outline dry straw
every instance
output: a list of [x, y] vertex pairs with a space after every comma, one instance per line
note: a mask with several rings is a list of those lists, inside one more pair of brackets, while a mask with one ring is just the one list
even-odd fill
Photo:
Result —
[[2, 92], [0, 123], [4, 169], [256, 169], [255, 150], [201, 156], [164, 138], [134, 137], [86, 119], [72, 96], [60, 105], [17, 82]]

Written exercise: Lay out every line of the entries above as a numbered list, leaving out any blank lines.

Answer to the task:
1. outline dry straw
2. every instance
3. output: a list of [x, y] vertex pairs with a space after every comma, one instance per line
4. note: a mask with several rings is a list of those lists, inside one more pair of brackets, while a mask with one ring is just the one list
5. even-odd fill
6. Photo:
7. Result —
8. [[2, 92], [0, 123], [4, 169], [256, 169], [255, 150], [201, 156], [164, 138], [134, 137], [86, 119], [72, 96], [60, 105], [17, 82]]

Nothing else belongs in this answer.